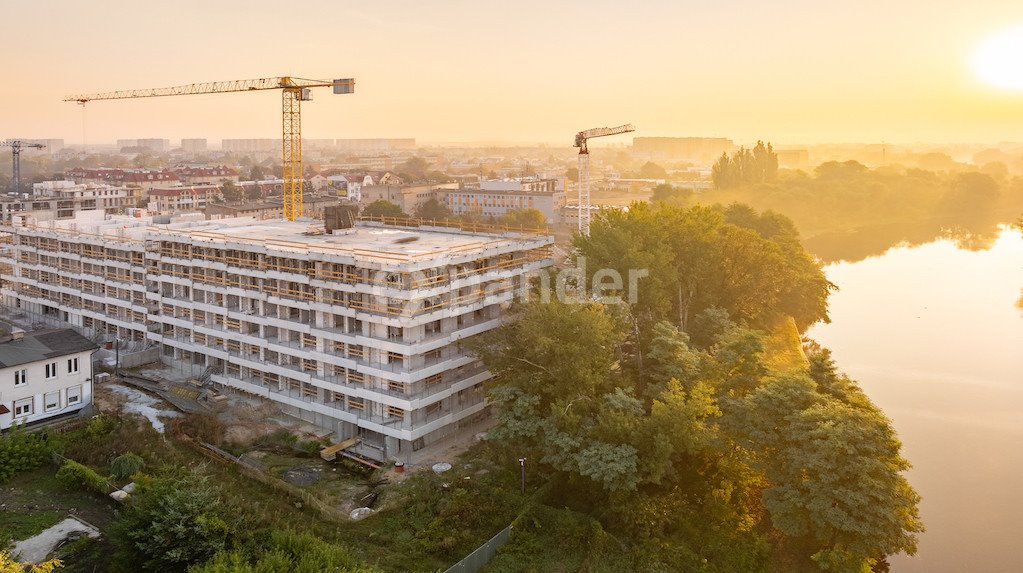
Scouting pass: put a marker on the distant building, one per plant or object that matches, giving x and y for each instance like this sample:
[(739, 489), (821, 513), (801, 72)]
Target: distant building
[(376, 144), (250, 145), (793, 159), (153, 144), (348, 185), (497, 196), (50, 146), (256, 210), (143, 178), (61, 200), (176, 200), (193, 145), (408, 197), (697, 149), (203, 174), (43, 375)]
______
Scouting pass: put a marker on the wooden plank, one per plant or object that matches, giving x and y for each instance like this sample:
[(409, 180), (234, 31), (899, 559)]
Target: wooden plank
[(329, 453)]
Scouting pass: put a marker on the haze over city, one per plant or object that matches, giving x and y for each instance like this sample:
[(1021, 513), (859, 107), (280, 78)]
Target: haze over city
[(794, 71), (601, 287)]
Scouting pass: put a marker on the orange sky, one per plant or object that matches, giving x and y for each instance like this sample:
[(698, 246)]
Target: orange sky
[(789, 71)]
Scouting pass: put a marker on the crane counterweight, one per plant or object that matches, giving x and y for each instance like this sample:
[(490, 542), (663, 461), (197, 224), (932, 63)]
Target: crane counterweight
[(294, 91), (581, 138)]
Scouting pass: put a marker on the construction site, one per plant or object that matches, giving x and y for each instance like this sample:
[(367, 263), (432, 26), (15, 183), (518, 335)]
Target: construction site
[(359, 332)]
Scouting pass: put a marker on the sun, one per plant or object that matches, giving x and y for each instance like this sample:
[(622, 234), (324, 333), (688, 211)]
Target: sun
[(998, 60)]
______
Recast the lines as a Markdown table with the columns Row and Line, numbering each row and skipping any blank lines. Begin at the line that contains "Scouting pass: put a marker on the distant" and stop after the line that contains "174), (43, 375)]".

| Row | Line |
|---|---|
| 1 | Scouting pass: put a marker on the distant building, one per plant or object that matches, giving x and y for each instance like this sample: |
| 2 | [(739, 489), (821, 513), (801, 72)] |
| 3 | Target: distant building |
| 4 | [(376, 144), (250, 145), (793, 159), (153, 144), (348, 185), (497, 196), (50, 146), (256, 210), (143, 178), (61, 200), (176, 200), (193, 145), (408, 197), (697, 149), (203, 174), (43, 375)] |